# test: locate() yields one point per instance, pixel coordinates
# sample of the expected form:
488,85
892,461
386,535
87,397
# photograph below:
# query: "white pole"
=-=-=
Reproduce every line of the data above in its original order, matching each character, space and punctuation mark.

(RESULT FOR THIS TASK):
# test: locate() yields one point per instance, pixel coordinates
# sample of the expected form:
488,85
892,461
386,535
87,397
# photograph below:
# query: "white pole"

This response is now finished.